Start of ROWS
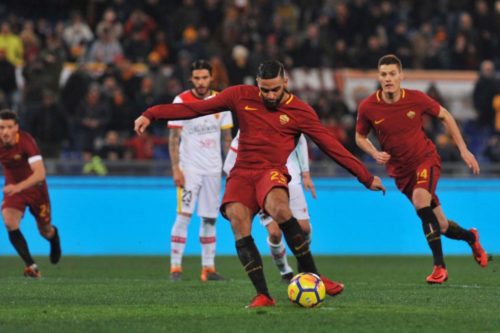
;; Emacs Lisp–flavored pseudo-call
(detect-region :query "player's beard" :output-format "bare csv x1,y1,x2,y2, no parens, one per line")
194,86,210,97
262,90,285,111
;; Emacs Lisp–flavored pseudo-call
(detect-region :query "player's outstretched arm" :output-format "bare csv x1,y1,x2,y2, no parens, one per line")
End of ROWS
List every line in the listing above that contains the string "parens". The match is case-sensitive.

(detect-region :query "player's beard" :output-format "bare csv x1,y1,x2,y2, no parens, one per line")
(detect-region :query "player's outstretched arm" :output-format "bare csv x1,y1,x2,y2, no parens, one per line")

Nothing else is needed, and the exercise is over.